#### [What the exercise asks]
Starting with the first line below, extract each line through the one that contains "box: [91, 146, 441, 177]", inclusive, excluding pictures.

#### [Information provided]
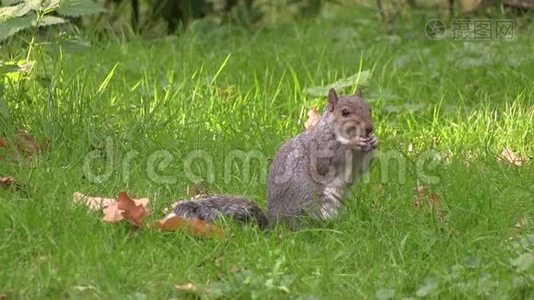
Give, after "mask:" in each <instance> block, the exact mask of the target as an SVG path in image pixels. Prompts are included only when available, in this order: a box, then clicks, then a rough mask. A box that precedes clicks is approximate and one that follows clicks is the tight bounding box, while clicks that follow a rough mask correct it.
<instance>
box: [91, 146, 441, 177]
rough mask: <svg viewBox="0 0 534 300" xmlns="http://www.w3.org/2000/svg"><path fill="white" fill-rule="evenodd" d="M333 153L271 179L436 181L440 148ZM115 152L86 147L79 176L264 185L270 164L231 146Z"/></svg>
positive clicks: (259, 158)
mask: <svg viewBox="0 0 534 300" xmlns="http://www.w3.org/2000/svg"><path fill="white" fill-rule="evenodd" d="M312 148H313V147H312ZM319 148H321V147H318V149H319ZM321 149H322V148H321ZM298 154H299V153H289V154H288V157H298ZM332 154H333V153H330V152H328V151H325V150H324V149H322V150H321V151H313V150H312V151H310V156H309V157H310V162H309V166H305V167H306V168H307V171H302V169H299V168H302V166H297V164H296V163H295V162H292V161H285V162H282V163H279V164H278V166H277V168H276V169H277V170H276V172H274V171H271V172H272V173H273V174H274V175H275V178H273V179H274V180H275V182H277V183H283V182H287V181H289V180H292V179H294V178H295V176H302V174H303V173H304V172H307V173H308V174H309V176H310V177H311V178H312V180H314V181H316V182H321V183H323V184H328V183H329V182H331V181H332V180H335V179H336V178H337V176H338V174H341V175H342V176H343V178H344V181H345V182H352V181H355V180H360V181H362V182H364V183H372V182H373V180H374V181H376V180H378V181H379V182H380V183H382V184H385V183H397V184H405V183H406V182H407V181H408V179H409V178H412V177H415V179H416V180H417V181H418V182H420V183H423V184H438V183H439V182H440V180H441V179H440V177H439V176H438V167H439V166H440V164H441V159H440V153H439V152H437V151H435V150H425V151H422V152H420V153H419V154H418V155H416V156H414V157H408V156H406V155H405V154H403V153H402V152H400V151H397V150H388V151H376V153H375V155H370V154H368V155H357V156H354V155H353V153H352V152H351V151H346V152H345V153H344V155H345V161H346V162H348V163H347V165H350V166H354V167H353V168H345V169H341V170H340V169H339V168H336V167H335V165H333V164H331V163H330V162H331V161H332V160H336V159H337V158H334V159H332V157H333V156H332ZM116 156H117V154H116V153H115V152H114V142H113V140H112V139H111V138H108V139H106V144H105V146H104V147H103V149H101V150H94V151H92V152H89V153H88V154H87V155H86V156H85V157H84V159H83V166H82V171H83V175H84V177H85V178H86V179H87V180H89V181H90V182H92V183H104V182H106V181H107V180H110V179H111V178H114V179H115V180H116V179H117V178H119V180H121V181H122V182H123V183H125V184H128V183H129V181H130V178H131V173H132V172H134V171H135V172H137V173H138V174H139V172H141V175H142V176H143V177H146V178H147V179H149V180H150V181H151V182H153V183H155V184H161V185H172V184H176V183H177V182H178V180H179V179H180V180H184V179H185V180H188V181H190V182H200V181H205V182H207V183H214V182H216V181H222V182H224V183H225V184H228V183H230V182H231V181H232V180H235V179H237V180H239V181H240V182H241V183H243V184H250V183H252V184H262V185H265V184H266V178H267V173H268V169H269V163H268V161H269V159H268V156H267V155H265V154H264V153H263V152H262V151H259V150H250V151H243V150H232V151H229V152H227V153H225V154H224V155H223V159H222V161H221V160H220V156H216V157H215V156H214V155H213V154H211V153H210V152H208V151H206V150H194V151H191V152H189V153H188V154H187V155H185V156H180V157H178V156H177V155H176V154H173V153H172V152H171V151H169V150H167V149H160V150H156V151H153V152H151V153H150V154H149V155H148V156H141V155H140V152H139V151H137V150H130V151H128V152H126V153H125V154H124V155H122V156H121V157H120V159H119V158H118V157H116ZM335 157H338V156H335ZM295 159H296V158H295ZM299 159H302V158H299ZM301 165H302V161H301ZM368 165H371V168H377V169H378V172H379V174H380V176H379V178H378V179H377V177H373V178H372V177H371V176H370V175H369V174H368V173H367V172H366V171H365V170H366V169H367V168H366V166H368ZM217 168H219V169H217ZM178 170H179V171H178ZM217 176H219V177H221V178H217ZM297 182H298V180H297Z"/></svg>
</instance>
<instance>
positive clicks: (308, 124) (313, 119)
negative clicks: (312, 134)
mask: <svg viewBox="0 0 534 300" xmlns="http://www.w3.org/2000/svg"><path fill="white" fill-rule="evenodd" d="M320 120H321V115H320V114H319V111H317V108H315V107H314V108H312V109H310V110H309V111H308V120H307V121H306V122H305V123H304V128H306V130H310V129H311V128H313V127H314V126H315V125H317V123H319V121H320Z"/></svg>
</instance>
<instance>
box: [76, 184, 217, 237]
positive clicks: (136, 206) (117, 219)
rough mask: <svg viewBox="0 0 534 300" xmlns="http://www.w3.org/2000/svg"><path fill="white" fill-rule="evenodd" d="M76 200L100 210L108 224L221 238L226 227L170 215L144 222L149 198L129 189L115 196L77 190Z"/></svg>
mask: <svg viewBox="0 0 534 300" xmlns="http://www.w3.org/2000/svg"><path fill="white" fill-rule="evenodd" d="M73 202H74V203H77V204H82V205H85V206H87V207H88V208H89V210H91V211H99V210H101V211H102V212H103V214H104V216H103V218H102V219H103V221H104V222H106V223H118V222H121V221H127V222H128V223H130V224H131V225H132V226H133V227H134V228H149V229H158V230H161V231H178V230H180V231H184V232H186V233H188V234H191V235H194V236H198V237H215V238H219V239H220V238H222V236H223V230H222V229H221V228H219V227H217V226H216V225H214V224H211V223H208V222H205V221H203V220H200V219H187V218H182V217H179V216H176V215H170V216H168V217H165V218H163V219H161V220H159V221H156V222H153V223H151V224H147V225H144V221H145V219H146V218H147V217H148V216H150V209H149V208H148V205H149V202H150V200H149V199H148V198H141V199H132V198H130V196H128V194H127V193H126V192H120V193H119V194H118V196H117V198H116V199H112V198H105V197H91V196H87V195H84V194H82V193H79V192H76V193H74V195H73Z"/></svg>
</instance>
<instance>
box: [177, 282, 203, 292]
mask: <svg viewBox="0 0 534 300" xmlns="http://www.w3.org/2000/svg"><path fill="white" fill-rule="evenodd" d="M174 288H175V289H177V290H179V291H183V292H191V293H194V292H196V291H198V287H197V286H196V285H194V284H192V283H186V284H177V285H175V286H174Z"/></svg>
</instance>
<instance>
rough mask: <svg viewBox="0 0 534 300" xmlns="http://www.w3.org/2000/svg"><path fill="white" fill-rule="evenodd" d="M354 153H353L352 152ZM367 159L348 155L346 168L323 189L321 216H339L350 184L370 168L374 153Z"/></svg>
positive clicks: (368, 153) (352, 183) (345, 164)
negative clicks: (362, 159) (323, 194)
mask: <svg viewBox="0 0 534 300" xmlns="http://www.w3.org/2000/svg"><path fill="white" fill-rule="evenodd" d="M350 154H352V153H350ZM366 155H368V156H367V159H365V160H353V157H352V155H348V156H347V160H346V164H345V166H346V167H345V168H343V169H342V170H340V172H339V173H338V174H337V176H336V177H335V178H333V179H332V180H331V181H330V182H328V183H327V184H326V186H325V188H324V190H323V193H324V195H323V196H324V201H322V203H321V204H320V211H321V218H322V219H325V220H328V219H333V218H335V217H337V216H338V215H339V214H340V213H341V212H342V210H343V208H344V205H343V202H342V200H343V198H344V197H345V193H346V192H347V190H348V189H349V188H350V186H351V185H352V184H354V183H356V182H357V181H358V180H359V179H360V176H361V175H362V173H364V172H366V171H367V170H368V169H369V163H370V160H371V158H372V155H373V153H372V152H370V153H367V154H366Z"/></svg>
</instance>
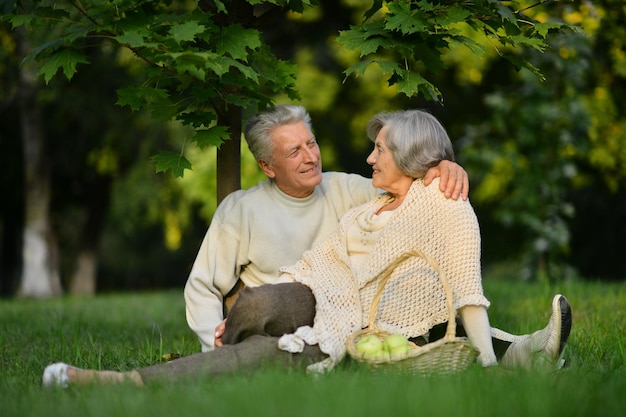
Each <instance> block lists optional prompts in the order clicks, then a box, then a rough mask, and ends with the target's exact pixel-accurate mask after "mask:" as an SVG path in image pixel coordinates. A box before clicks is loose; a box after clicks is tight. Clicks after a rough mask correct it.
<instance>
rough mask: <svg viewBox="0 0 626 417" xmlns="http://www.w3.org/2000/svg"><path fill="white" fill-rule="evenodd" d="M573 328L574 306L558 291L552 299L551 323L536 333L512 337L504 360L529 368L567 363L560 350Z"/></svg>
mask: <svg viewBox="0 0 626 417" xmlns="http://www.w3.org/2000/svg"><path fill="white" fill-rule="evenodd" d="M571 329H572V309H571V307H570V304H569V302H568V301H567V298H565V296H563V295H561V294H557V295H555V296H554V298H553V299H552V315H551V316H550V321H549V322H548V325H547V326H546V327H545V328H543V329H541V330H538V331H536V332H534V333H533V334H530V335H525V336H521V337H519V338H517V340H515V341H513V343H512V344H511V346H509V348H508V349H507V351H506V353H505V355H504V357H503V358H502V363H503V365H505V366H508V367H519V366H521V367H523V368H526V369H559V368H561V367H563V364H564V363H565V361H564V360H562V358H561V354H562V353H563V350H564V349H565V344H566V343H567V339H568V337H569V334H570V331H571Z"/></svg>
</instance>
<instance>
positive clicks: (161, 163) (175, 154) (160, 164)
mask: <svg viewBox="0 0 626 417" xmlns="http://www.w3.org/2000/svg"><path fill="white" fill-rule="evenodd" d="M150 160H151V161H152V162H153V163H154V164H155V165H156V172H167V171H171V172H172V176H174V177H183V176H184V175H185V170H186V169H191V163H190V162H189V161H188V160H187V158H185V157H184V156H183V155H181V153H180V152H173V151H162V152H159V153H158V154H156V155H154V156H153V157H152V158H150Z"/></svg>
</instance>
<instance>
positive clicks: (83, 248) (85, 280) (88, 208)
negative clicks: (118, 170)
mask: <svg viewBox="0 0 626 417" xmlns="http://www.w3.org/2000/svg"><path fill="white" fill-rule="evenodd" d="M112 187H113V184H112V178H111V177H109V176H106V175H105V176H99V177H98V178H96V179H95V180H94V181H92V182H91V183H90V184H89V186H88V187H87V188H88V190H89V191H88V192H87V196H86V197H87V201H86V204H85V206H86V209H87V220H86V221H85V224H84V225H83V229H82V232H81V236H80V240H79V242H78V247H79V249H78V253H77V256H76V263H75V264H74V272H73V274H72V277H71V279H70V286H69V292H70V294H72V295H94V294H95V293H96V289H97V278H98V276H97V274H98V250H99V247H100V237H101V236H102V228H103V227H104V221H105V217H106V214H107V211H108V209H109V207H110V201H111V192H112V191H111V189H112Z"/></svg>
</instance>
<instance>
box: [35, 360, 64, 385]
mask: <svg viewBox="0 0 626 417" xmlns="http://www.w3.org/2000/svg"><path fill="white" fill-rule="evenodd" d="M69 367H70V366H69V365H68V364H66V363H63V362H57V363H53V364H52V365H48V366H46V369H44V371H43V376H42V378H41V383H42V385H43V386H44V387H62V388H67V387H68V385H69V382H70V380H69V378H68V376H67V369H68V368H69Z"/></svg>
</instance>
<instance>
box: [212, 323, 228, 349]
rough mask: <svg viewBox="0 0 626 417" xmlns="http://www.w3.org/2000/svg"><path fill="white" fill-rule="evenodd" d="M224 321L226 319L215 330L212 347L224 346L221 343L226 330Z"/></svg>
mask: <svg viewBox="0 0 626 417" xmlns="http://www.w3.org/2000/svg"><path fill="white" fill-rule="evenodd" d="M226 320H227V319H224V320H223V321H222V322H221V323H220V324H218V325H217V327H216V328H215V342H214V346H215V347H216V348H218V347H222V346H224V344H223V343H222V335H223V334H224V330H226Z"/></svg>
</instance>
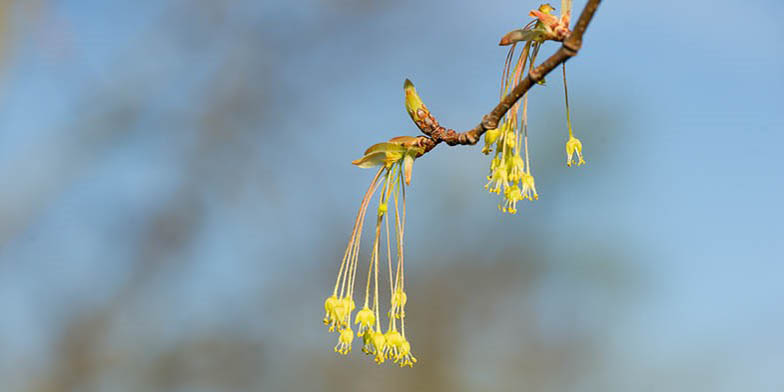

#### [Task solution]
Give, after "mask:" in each <instance> block, the exact mask of the target as an SVG path in image pixels. Prompts are included only when available, in this order: a box, then clicks, then a rough mask. A box that precedes clicks is approximate and one that follows clicks is the tight bounding box, while clicks that follow a rough mask correct it.
<instance>
box: [91, 146, 441, 177]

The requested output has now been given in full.